> Text shown:
※ ※ ※
Design & Implementation of Embedded Hardware Acceleration for Transformers


Design & Implementation of Embedded Hardware Acceleration for Transformers

<Text wird generiert, bitte warten...>
Context

Transformers are widely adopted in Natural Language Processing (e.g. chatbots and autocompletions) and Computer Vision often outperforming Convolutional Neural Networks. However, they are still a challenge for many computer systems today due to their computational complexity. FleXNNgine, ITIV's existing accelerator, so far only supports CNNs and the purpose of this master thesis is to extend its capabilities for transformers by supporting flexible matrix multiplications for self-attention mechanisms.

Targets
  • In this work state-of-the-art (SOTA) of Transformer accelerators will be researched with a focus towards systolic array architectures
  • FleXNNgine will be extended to perform matrix multiplications

  • The performance of the design will be evaluated on common datasets as well as against SOTA models.
※ ※ ※
Stored data entries
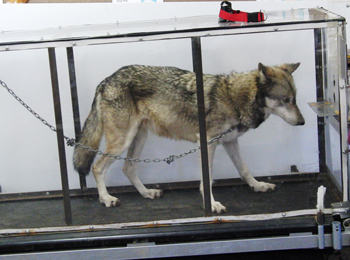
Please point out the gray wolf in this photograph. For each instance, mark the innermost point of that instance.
(137, 99)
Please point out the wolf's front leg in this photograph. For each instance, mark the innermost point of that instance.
(215, 205)
(232, 148)
(129, 167)
(99, 171)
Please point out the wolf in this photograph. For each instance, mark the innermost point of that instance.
(137, 99)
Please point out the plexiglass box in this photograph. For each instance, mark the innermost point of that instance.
(66, 64)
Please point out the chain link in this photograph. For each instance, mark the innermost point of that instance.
(72, 142)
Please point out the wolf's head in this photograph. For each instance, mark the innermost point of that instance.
(277, 86)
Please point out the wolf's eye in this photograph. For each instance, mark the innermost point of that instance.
(286, 100)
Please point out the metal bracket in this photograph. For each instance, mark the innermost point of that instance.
(341, 210)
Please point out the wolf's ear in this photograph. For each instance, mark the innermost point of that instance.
(265, 72)
(290, 67)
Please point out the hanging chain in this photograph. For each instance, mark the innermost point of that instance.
(72, 142)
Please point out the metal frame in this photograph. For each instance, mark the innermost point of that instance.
(151, 250)
(181, 249)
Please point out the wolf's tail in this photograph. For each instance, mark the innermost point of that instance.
(90, 137)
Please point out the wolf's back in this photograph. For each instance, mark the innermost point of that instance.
(90, 137)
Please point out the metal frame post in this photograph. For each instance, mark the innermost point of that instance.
(60, 136)
(197, 67)
(75, 105)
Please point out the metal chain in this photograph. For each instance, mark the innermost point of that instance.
(72, 141)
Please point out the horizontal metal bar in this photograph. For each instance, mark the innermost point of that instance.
(300, 176)
(168, 35)
(200, 220)
(294, 241)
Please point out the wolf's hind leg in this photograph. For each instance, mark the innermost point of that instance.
(99, 170)
(215, 205)
(129, 167)
(117, 140)
(232, 148)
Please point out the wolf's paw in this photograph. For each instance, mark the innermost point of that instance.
(263, 187)
(110, 201)
(153, 194)
(217, 207)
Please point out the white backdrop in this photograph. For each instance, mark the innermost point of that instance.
(28, 149)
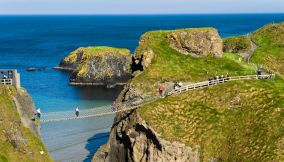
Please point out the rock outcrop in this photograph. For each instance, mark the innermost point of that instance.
(98, 66)
(133, 140)
(197, 42)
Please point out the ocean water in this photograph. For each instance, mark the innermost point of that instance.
(42, 41)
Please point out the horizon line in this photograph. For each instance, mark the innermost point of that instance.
(136, 14)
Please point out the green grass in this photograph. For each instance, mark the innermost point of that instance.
(170, 65)
(87, 52)
(270, 53)
(17, 143)
(235, 121)
(237, 44)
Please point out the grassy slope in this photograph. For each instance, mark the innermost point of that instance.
(17, 143)
(237, 44)
(237, 121)
(170, 65)
(270, 40)
(88, 52)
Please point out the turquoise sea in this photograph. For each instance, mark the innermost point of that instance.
(42, 41)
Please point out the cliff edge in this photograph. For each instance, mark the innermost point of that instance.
(236, 121)
(98, 66)
(19, 136)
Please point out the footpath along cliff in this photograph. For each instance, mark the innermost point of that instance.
(236, 121)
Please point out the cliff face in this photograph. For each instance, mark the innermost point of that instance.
(198, 42)
(19, 139)
(132, 140)
(99, 66)
(206, 122)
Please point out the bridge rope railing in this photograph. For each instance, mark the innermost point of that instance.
(109, 109)
(217, 81)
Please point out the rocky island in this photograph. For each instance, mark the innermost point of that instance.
(236, 121)
(105, 66)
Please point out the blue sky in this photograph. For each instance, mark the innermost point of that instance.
(139, 7)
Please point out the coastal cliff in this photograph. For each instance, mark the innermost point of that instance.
(19, 136)
(98, 66)
(236, 121)
(132, 139)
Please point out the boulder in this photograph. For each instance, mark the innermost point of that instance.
(98, 66)
(197, 42)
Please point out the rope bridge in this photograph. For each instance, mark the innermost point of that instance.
(109, 109)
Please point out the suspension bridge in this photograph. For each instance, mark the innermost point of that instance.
(110, 110)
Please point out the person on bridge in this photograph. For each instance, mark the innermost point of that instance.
(161, 90)
(77, 112)
(38, 113)
(113, 106)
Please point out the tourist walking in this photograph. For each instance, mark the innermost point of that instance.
(77, 112)
(161, 90)
(38, 113)
(113, 106)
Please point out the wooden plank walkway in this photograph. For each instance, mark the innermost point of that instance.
(109, 110)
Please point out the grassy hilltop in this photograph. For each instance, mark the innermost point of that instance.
(236, 121)
(170, 65)
(17, 143)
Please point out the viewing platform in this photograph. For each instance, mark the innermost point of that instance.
(10, 77)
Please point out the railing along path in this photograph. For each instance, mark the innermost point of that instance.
(109, 110)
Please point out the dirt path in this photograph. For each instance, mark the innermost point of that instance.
(247, 55)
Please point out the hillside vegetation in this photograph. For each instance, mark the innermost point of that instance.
(237, 44)
(17, 143)
(236, 121)
(170, 65)
(270, 53)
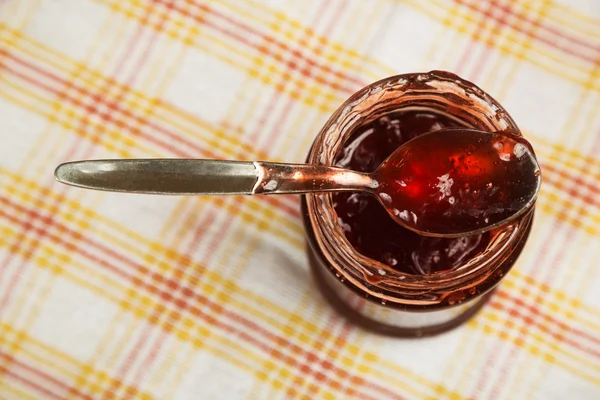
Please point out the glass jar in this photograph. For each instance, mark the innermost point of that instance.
(381, 299)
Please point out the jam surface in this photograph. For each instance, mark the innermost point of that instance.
(368, 226)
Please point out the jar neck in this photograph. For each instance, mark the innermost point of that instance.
(437, 92)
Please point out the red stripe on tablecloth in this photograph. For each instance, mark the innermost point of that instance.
(569, 330)
(468, 52)
(42, 387)
(558, 177)
(498, 23)
(143, 341)
(259, 332)
(268, 110)
(115, 107)
(552, 42)
(238, 25)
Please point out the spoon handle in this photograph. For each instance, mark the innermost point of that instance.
(207, 177)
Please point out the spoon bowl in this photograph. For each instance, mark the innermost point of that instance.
(458, 182)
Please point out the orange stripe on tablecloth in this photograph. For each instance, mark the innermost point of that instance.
(534, 312)
(563, 176)
(63, 236)
(297, 53)
(165, 295)
(550, 355)
(522, 17)
(282, 16)
(314, 90)
(128, 114)
(558, 295)
(265, 211)
(50, 56)
(48, 379)
(557, 60)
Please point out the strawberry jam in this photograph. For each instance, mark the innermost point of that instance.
(368, 226)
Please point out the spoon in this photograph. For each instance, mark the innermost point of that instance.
(447, 183)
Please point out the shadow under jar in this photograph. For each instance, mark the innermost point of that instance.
(382, 276)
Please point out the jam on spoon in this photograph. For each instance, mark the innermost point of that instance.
(458, 180)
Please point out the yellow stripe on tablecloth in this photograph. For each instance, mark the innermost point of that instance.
(270, 220)
(556, 59)
(535, 350)
(19, 393)
(357, 57)
(511, 282)
(188, 125)
(143, 312)
(255, 205)
(233, 287)
(55, 360)
(257, 64)
(150, 304)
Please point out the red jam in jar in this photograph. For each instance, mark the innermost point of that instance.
(376, 273)
(368, 226)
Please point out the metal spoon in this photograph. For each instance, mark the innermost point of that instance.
(424, 185)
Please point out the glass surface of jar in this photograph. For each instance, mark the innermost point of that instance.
(372, 294)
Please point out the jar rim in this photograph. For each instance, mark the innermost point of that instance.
(439, 90)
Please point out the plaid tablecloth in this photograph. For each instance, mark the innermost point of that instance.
(114, 296)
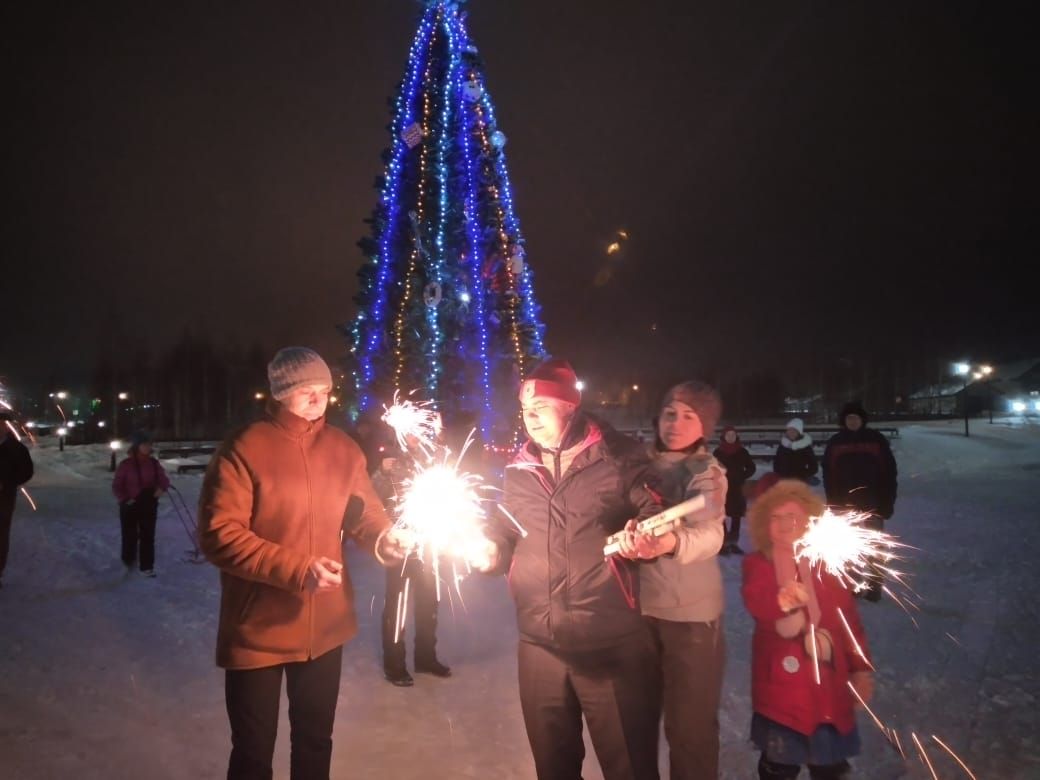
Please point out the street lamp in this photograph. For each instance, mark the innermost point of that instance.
(117, 397)
(963, 369)
(979, 372)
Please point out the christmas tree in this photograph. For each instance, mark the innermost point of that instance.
(445, 299)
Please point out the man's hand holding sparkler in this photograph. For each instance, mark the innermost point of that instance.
(323, 574)
(396, 544)
(482, 555)
(642, 545)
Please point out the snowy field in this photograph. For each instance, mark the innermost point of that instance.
(106, 677)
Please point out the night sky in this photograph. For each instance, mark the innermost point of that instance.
(796, 178)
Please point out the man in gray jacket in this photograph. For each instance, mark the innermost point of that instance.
(680, 583)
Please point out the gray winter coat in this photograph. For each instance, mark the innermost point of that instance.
(686, 585)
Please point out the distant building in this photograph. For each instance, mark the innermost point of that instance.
(1008, 384)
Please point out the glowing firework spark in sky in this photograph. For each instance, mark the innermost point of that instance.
(417, 420)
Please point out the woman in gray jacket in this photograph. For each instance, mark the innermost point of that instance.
(680, 582)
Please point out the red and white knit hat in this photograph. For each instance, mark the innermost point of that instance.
(553, 379)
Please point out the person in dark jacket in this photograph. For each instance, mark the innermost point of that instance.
(585, 648)
(795, 459)
(138, 485)
(16, 470)
(859, 473)
(736, 460)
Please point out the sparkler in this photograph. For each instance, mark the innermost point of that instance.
(441, 513)
(417, 420)
(924, 755)
(956, 757)
(848, 549)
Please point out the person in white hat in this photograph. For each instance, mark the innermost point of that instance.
(273, 517)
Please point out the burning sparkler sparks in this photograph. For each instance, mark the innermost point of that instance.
(442, 511)
(842, 544)
(415, 420)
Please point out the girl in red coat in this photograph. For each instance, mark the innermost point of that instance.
(801, 716)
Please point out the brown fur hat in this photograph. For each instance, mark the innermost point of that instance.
(763, 505)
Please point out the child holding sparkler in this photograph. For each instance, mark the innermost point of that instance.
(808, 648)
(415, 575)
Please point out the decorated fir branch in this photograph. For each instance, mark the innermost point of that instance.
(445, 296)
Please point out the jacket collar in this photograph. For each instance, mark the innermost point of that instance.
(581, 433)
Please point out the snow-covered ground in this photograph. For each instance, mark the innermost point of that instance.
(106, 677)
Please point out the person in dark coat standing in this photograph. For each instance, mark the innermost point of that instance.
(16, 470)
(860, 473)
(138, 485)
(585, 649)
(736, 460)
(795, 459)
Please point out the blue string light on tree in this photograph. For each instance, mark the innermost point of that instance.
(462, 336)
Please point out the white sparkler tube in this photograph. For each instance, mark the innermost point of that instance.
(658, 524)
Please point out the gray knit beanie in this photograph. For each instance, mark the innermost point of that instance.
(294, 367)
(702, 398)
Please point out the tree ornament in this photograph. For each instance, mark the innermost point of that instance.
(412, 134)
(516, 263)
(432, 294)
(472, 91)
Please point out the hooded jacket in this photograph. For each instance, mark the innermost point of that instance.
(274, 497)
(859, 468)
(137, 473)
(795, 460)
(739, 467)
(568, 596)
(16, 469)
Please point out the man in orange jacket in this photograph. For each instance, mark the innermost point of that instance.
(273, 517)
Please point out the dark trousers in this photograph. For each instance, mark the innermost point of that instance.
(422, 586)
(137, 522)
(773, 771)
(733, 531)
(253, 698)
(5, 517)
(693, 656)
(616, 689)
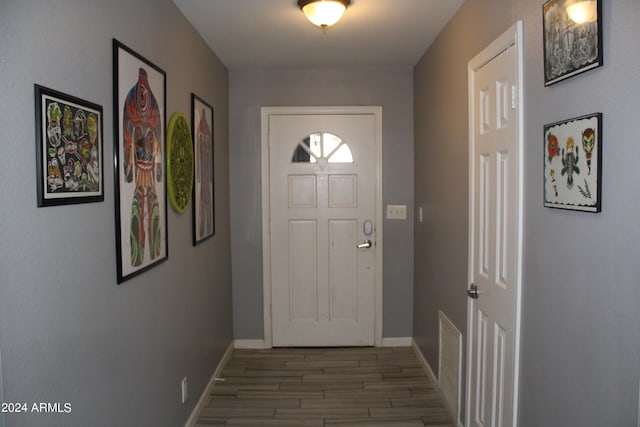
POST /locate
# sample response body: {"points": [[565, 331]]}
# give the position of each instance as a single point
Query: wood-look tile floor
{"points": [[324, 387]]}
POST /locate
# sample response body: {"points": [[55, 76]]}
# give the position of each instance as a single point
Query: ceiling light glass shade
{"points": [[323, 13], [582, 11]]}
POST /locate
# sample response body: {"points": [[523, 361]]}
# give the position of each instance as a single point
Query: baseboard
{"points": [[193, 418], [397, 342], [250, 344], [425, 364]]}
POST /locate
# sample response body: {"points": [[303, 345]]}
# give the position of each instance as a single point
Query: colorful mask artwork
{"points": [[69, 148], [572, 162]]}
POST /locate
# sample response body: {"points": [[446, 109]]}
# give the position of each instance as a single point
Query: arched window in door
{"points": [[322, 145]]}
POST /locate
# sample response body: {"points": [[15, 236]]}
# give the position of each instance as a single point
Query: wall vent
{"points": [[450, 365]]}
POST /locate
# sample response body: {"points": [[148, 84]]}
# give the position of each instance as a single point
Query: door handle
{"points": [[473, 292], [366, 244]]}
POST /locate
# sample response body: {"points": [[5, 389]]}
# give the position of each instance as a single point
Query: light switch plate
{"points": [[396, 211]]}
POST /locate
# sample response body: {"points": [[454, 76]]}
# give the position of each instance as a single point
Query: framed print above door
{"points": [[139, 162], [572, 38]]}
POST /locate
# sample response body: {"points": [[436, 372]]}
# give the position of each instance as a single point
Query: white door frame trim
{"points": [[266, 112], [514, 36]]}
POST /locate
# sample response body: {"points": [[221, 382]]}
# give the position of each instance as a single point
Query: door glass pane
{"points": [[322, 145]]}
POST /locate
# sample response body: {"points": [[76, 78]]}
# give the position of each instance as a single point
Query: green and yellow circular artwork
{"points": [[180, 163]]}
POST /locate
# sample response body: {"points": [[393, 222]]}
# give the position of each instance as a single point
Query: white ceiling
{"points": [[275, 33]]}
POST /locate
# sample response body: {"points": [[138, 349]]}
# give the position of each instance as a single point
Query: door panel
{"points": [[322, 188], [495, 237]]}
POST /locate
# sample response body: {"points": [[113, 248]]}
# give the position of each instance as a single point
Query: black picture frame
{"points": [[140, 174], [69, 149], [570, 48], [573, 164], [203, 198]]}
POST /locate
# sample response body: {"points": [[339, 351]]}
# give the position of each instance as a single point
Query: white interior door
{"points": [[322, 206], [495, 232]]}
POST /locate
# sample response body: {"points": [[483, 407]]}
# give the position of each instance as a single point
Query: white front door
{"points": [[322, 206], [495, 229]]}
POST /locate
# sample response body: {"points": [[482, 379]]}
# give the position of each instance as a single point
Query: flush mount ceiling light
{"points": [[323, 13], [582, 11]]}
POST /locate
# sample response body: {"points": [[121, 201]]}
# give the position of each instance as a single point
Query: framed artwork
{"points": [[69, 149], [572, 38], [203, 200], [573, 164], [179, 163], [139, 162]]}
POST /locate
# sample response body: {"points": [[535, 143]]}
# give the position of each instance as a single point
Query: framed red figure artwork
{"points": [[139, 163], [573, 164]]}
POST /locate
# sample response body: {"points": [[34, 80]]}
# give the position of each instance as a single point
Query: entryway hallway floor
{"points": [[320, 387]]}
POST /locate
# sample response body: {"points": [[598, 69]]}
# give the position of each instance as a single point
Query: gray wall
{"points": [[580, 319], [249, 91], [68, 333]]}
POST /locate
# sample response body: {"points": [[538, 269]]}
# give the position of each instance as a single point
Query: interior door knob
{"points": [[366, 244], [473, 291]]}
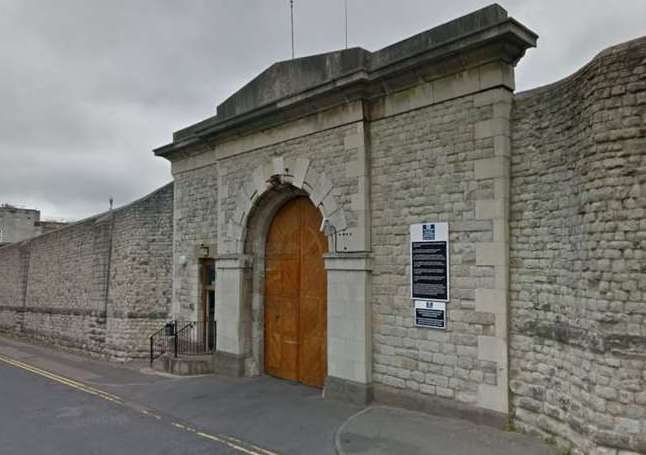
※ ※ ※
> Check your understanding:
**A.** From the thesis description, extract the passage that starts with "Transformers are widely" and goes on through "against SOTA models.".
**B.** Answer these questions from the thesis description:
(i) What is the name of ITIV's existing accelerator?
(ii) On which kind of architecture does the research into state-of-the-art Transformer accelerators focus?
(iii) Besides common datasets, against what will the performance of the design be evaluated?
**C.** Decide whether each statement agrees with the thesis description:
(i) FleXNNgine already supports transformers.
(ii) Transformers are adopted in Computer Vision.
(iii) Computational complexity is given as the reason transformers remain a challenge for many computer systems.

> Answers:
**A.**
Transformers are widely adopted in Natural Language Processing (e.g. chatbots and autocompletions) and Computer Vision often outperforming Convolutional Neural Networks. However, they are still a challenge for many computer systems today due to their computational complexity. FleXNNgine, ITIV's existing accelerator, so far only supports CNNs and the purpose of this master thesis is to extend its capabilities for transformers by supporting flexible matrix multiplications for self-attention mechanisms.

Targets
  • In this work state-of-the-art (SOTA) of Transformer accelerators will be researched with a focus towards systolic array architectures
  • FleXNNgine will be extended to perform matrix multiplications

  • The performance of the design will be evaluated on common datasets as well as against SOTA models.

**B.**
(i) FleXNNgine
(ii) Systolic array architectures
(iii) SOTA models

**C.**
(i) No: "FleXNNgine, ITIV's existing accelerator, so far only supports CNNs"
(ii) Yes: "Transformers are widely adopted in Natural Language Processing (e.g. chatbots and autocompletions) and Computer Vision"
(iii) Yes: "they are still a challenge for many computer systems today due to their computational complexity"